(PROVIDED MATERIAL):
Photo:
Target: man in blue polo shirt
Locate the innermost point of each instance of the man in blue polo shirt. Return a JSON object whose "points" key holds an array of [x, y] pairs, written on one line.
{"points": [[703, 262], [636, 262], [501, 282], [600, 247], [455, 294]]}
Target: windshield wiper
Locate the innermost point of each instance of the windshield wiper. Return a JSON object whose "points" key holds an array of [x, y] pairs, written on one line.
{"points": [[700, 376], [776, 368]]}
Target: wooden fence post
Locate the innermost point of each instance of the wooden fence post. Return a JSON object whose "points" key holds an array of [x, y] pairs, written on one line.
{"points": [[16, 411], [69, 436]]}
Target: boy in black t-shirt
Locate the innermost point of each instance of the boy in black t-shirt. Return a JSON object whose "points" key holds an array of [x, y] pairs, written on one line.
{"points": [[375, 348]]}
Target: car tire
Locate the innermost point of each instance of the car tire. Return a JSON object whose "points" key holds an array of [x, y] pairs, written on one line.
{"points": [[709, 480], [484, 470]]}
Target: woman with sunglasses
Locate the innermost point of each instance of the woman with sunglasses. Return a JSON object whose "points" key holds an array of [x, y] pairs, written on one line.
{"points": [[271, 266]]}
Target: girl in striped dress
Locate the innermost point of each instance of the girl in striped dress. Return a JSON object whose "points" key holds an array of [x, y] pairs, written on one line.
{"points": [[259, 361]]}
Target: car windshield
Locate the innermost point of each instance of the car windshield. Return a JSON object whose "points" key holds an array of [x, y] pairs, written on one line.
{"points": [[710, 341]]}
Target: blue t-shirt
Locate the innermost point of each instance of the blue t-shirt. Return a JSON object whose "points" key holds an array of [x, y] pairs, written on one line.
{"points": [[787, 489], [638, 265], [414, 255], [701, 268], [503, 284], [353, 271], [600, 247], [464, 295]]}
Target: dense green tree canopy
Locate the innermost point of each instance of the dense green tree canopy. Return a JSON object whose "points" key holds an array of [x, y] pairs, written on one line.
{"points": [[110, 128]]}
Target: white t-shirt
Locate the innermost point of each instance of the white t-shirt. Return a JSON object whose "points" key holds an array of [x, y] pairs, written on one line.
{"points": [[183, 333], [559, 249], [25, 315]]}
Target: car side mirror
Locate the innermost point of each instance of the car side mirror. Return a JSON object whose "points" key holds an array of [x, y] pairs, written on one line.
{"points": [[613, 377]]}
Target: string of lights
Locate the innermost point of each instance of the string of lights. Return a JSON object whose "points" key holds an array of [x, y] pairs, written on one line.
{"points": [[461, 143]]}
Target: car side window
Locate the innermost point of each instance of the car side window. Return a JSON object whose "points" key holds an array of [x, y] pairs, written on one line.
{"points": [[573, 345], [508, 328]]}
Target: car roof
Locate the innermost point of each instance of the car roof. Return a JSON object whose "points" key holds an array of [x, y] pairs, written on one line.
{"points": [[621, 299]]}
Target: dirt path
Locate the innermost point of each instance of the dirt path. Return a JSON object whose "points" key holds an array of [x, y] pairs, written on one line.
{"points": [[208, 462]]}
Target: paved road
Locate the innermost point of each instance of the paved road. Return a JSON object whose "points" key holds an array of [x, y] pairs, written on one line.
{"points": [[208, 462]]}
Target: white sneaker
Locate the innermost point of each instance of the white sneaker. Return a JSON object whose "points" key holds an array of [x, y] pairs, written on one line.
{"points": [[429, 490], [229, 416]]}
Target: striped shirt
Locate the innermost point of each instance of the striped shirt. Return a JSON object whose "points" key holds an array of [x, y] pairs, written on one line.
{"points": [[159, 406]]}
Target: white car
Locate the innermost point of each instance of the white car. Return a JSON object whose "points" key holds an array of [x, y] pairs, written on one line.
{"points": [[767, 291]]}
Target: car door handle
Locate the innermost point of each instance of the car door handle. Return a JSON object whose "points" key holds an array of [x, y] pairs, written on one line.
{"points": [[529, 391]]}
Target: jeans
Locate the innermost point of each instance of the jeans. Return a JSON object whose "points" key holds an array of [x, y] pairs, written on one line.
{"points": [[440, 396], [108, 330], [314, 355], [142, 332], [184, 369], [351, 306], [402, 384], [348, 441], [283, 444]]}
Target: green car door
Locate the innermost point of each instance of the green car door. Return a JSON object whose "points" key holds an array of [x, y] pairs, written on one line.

(DIRECTIVE): Duplicate everything from the line containing "Target: white car" down to the last line of the entries above, both ends included.

(TASK RESPONSE):
Target: white car
Locate the innermost point of each instance of the white car. Return a JSON object whose "points" key holds an array of [x, y] pairs, written on one line.
{"points": [[767, 291]]}
Target: car door handle
Locate the innermost point of each instance of the car door handle. Return a JSON object whose "points" key holds an array of [x, y] pairs, written on one line.
{"points": [[529, 391]]}
Target: jeans
Locate the innermost point of each instance of the jeans. Return a JSON object whose "points" key holds an array of [x, y] pairs, written on one line.
{"points": [[440, 396], [108, 330], [314, 355], [142, 332], [184, 369], [351, 306], [402, 384], [348, 441], [283, 444]]}
Target: green car door
Locate the innermost point of each instance of the green car door. Return a JSON object whose "points" key holds an array of [x, y] pairs, written on one line.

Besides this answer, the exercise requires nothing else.